Exercise task 1:
Summarize the CI issue below in two sentences.

Text to read:
Skip to content

fix(ci): pact-memory CLI subprocess tests flake — every save/update cold-installs deps via pip, racing the 60s timeout #1047

Description

@michael-wojcik

Summary

TestCliSubprocess / TestCliSaveVerificationE2E in pact-plugin/tests/test_memory_cli.py flake red on main on cold CI runners. Run 28275162571 on main failed with 12 subprocess.TimeoutExpired after 60s on cli.py save/update (zero assertion failures); an immediate re-run passed clean (9688 passed, ~118s). The identical content had passed on the PR branch minutes earlier — the tell is the duration: 816s (failed) vs ~118s (re-run) ≈ 12 × 60s of stacked timeouts.

Root cause (confirmed)

Exercise task 2:
Copy out, word for word, the stretch of the records from the line containing "Locate the beige" through the line containing "464, 126, 474, 186".

Records for this task:
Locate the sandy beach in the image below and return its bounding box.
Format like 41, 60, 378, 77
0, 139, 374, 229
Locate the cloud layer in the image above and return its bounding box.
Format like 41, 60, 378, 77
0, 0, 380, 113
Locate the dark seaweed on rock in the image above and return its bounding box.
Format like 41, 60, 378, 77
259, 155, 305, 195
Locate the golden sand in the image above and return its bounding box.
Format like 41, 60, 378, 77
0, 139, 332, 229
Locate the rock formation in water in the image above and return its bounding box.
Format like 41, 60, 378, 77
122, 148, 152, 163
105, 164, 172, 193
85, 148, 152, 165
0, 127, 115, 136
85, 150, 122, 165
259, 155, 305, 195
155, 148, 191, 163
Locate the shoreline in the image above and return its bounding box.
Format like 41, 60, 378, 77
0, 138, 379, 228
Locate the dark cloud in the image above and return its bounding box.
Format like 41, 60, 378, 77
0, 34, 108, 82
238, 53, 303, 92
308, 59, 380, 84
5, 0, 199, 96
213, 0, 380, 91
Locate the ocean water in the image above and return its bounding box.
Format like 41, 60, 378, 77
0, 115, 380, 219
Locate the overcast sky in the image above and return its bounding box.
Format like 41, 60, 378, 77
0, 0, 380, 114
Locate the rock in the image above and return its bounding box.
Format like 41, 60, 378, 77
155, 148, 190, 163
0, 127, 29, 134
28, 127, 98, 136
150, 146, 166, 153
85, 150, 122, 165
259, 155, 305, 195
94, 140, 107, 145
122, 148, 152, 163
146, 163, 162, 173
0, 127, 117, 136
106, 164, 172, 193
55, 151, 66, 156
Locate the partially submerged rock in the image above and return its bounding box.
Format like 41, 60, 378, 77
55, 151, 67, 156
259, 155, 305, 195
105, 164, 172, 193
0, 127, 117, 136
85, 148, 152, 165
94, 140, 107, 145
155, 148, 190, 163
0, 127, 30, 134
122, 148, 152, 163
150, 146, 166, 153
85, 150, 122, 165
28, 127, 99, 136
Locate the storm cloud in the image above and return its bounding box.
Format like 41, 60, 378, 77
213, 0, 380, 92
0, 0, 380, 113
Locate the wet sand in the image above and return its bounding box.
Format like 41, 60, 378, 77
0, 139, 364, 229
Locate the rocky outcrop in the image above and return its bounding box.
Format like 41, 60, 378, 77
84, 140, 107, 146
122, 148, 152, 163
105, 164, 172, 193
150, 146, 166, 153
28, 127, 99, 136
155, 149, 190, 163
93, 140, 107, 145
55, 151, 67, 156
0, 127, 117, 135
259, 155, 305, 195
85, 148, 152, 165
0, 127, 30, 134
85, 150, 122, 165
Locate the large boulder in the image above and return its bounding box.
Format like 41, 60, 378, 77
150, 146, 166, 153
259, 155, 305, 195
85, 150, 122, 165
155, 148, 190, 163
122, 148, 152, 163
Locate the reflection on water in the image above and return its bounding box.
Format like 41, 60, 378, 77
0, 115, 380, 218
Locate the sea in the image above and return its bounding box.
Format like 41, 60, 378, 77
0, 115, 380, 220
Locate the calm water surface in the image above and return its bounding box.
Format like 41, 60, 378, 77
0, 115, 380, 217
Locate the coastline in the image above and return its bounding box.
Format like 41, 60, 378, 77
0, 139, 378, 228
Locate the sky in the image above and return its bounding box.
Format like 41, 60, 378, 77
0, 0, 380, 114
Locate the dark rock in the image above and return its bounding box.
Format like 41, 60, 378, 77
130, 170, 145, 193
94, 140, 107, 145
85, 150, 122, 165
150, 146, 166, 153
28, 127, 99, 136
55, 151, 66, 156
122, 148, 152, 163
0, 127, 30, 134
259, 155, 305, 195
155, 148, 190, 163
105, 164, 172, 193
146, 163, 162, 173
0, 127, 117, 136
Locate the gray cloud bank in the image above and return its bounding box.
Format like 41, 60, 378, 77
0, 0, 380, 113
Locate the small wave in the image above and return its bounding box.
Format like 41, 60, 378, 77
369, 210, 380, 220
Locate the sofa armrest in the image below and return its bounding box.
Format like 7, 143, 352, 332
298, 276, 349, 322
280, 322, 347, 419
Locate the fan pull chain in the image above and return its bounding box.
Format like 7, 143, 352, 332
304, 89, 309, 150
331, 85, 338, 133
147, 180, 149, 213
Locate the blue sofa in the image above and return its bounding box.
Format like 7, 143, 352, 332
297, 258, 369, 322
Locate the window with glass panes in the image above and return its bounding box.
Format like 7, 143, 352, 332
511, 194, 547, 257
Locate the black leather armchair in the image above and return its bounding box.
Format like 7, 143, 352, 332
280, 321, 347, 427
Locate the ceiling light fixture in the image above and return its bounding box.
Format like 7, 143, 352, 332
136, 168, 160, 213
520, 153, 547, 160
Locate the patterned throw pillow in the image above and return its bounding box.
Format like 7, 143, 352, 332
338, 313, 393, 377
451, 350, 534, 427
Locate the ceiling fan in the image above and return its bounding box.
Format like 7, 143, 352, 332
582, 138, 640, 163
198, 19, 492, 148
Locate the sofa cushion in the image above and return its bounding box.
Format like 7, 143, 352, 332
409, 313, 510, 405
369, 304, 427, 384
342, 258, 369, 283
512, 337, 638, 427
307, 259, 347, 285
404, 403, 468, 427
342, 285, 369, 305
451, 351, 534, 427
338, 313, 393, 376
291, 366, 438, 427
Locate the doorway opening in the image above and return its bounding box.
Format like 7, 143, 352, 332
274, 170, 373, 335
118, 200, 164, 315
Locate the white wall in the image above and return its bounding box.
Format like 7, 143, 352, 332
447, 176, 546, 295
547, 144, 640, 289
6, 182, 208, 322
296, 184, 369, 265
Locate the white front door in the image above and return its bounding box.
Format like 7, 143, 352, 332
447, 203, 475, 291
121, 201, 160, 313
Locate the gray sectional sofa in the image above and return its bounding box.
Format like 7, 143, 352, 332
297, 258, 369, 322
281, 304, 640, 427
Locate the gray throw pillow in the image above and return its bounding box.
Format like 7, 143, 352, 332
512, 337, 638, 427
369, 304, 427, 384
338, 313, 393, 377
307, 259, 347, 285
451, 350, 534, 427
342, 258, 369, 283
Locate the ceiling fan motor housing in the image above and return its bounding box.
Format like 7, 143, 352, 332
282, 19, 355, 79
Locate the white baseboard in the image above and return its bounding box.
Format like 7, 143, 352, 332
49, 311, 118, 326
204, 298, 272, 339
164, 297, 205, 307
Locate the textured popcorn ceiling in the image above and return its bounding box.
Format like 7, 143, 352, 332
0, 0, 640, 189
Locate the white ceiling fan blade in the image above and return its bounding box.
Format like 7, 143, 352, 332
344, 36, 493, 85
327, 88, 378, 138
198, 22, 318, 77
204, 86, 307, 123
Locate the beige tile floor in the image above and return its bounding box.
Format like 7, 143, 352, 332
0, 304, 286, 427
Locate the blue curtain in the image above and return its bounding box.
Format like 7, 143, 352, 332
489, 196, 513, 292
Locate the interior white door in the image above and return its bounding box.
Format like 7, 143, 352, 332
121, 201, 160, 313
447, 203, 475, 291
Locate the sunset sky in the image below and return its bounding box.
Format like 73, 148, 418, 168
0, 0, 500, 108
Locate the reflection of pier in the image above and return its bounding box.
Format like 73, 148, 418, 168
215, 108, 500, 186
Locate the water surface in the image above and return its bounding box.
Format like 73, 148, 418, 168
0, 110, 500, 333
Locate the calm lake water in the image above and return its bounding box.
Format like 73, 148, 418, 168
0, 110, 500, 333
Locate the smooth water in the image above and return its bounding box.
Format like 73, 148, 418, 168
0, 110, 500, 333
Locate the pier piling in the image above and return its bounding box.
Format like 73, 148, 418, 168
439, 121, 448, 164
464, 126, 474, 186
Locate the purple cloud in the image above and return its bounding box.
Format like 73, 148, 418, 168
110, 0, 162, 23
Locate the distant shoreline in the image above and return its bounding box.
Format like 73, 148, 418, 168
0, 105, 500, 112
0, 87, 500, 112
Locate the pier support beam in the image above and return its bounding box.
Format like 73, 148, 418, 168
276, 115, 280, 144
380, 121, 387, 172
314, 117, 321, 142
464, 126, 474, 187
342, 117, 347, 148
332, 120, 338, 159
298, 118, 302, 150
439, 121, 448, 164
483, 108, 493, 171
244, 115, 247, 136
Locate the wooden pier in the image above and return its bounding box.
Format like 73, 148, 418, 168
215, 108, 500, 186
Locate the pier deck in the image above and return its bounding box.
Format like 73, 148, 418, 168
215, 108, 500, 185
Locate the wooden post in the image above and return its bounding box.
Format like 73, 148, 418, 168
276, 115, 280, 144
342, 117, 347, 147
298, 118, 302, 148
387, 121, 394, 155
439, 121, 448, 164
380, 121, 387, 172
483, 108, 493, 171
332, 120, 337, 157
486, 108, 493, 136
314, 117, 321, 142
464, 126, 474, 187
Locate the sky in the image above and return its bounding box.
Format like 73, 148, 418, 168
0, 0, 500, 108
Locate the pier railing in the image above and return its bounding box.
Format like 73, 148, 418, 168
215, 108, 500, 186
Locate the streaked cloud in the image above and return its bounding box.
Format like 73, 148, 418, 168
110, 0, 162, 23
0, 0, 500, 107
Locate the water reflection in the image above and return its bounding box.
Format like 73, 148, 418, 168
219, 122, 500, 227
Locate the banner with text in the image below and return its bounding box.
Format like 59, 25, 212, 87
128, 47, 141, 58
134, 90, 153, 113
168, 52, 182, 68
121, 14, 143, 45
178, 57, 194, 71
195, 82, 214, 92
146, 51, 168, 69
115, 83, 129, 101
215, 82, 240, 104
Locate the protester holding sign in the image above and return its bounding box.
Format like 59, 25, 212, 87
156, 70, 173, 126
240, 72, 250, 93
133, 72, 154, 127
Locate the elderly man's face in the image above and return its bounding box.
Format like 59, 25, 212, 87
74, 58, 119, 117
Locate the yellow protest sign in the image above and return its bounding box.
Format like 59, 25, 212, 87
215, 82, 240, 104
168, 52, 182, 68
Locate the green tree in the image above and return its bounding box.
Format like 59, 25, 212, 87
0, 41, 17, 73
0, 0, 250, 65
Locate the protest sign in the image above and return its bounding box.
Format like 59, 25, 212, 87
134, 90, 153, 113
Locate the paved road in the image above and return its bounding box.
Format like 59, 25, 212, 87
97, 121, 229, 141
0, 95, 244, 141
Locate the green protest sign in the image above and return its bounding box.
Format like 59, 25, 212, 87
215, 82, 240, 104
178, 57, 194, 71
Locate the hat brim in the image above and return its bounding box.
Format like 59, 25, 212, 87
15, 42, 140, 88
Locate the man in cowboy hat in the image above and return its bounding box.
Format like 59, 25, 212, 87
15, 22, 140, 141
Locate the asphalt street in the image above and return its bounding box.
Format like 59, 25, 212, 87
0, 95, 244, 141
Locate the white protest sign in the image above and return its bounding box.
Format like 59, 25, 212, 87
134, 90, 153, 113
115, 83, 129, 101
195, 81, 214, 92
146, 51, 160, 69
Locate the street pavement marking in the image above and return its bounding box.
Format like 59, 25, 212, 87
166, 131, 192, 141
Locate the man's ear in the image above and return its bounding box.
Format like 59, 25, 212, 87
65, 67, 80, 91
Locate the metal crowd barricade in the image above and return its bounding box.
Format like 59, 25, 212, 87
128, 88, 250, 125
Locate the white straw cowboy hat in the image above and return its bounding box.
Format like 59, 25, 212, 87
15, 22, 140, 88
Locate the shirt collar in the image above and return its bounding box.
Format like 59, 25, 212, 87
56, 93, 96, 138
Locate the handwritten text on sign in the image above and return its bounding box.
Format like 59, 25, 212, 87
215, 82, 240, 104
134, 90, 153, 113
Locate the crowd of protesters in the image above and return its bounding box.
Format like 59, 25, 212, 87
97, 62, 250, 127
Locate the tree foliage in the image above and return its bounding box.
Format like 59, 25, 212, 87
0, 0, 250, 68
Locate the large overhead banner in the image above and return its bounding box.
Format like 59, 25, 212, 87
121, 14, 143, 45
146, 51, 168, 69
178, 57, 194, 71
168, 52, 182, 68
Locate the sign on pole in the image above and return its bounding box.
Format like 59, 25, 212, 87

Full output 1:
The CLI subprocess tests in pact-plugin/tests/test_memory_cli.py flake red on main on cold CI runners, because every save/update cold-installs dependencies via pip and races the 60-second timeout. A run on main failed with 12 subprocess timeouts after 60s and no assertion failures, while an immediate re-run passed clean, and the durations (816s versus about 118s) match roughly twelve stacked 60-second timeouts.

Full output 2:
Locate the beige tile floor in the image above and return its bounding box.
Format like 7, 143, 352, 332
0, 304, 286, 427
Locate the blue curtain in the image above and return its bounding box.
Format like 7, 143, 352, 332
489, 196, 513, 292
Locate the interior white door in the image above and return its bounding box.
Format like 7, 143, 352, 332
121, 201, 160, 313
447, 203, 475, 291
Locate the sunset sky in the image below and return its bounding box.
Format like 73, 148, 418, 168
0, 0, 500, 108
Locate the reflection of pier in the image above and return its bounding box.
Format like 73, 148, 418, 168
215, 108, 500, 186
Locate the water surface in the image above and return its bounding box.
Format like 73, 148, 418, 168
0, 110, 500, 333
Locate the calm lake water in the image above and return its bounding box.
Format like 73, 148, 418, 168
0, 110, 500, 333
Locate the smooth water in the image above and return its bounding box.
Format like 73, 148, 418, 168
0, 110, 500, 333
Locate the pier piling in the image above and return its bounding box.
Format like 73, 148, 418, 168
439, 121, 448, 164
464, 126, 474, 186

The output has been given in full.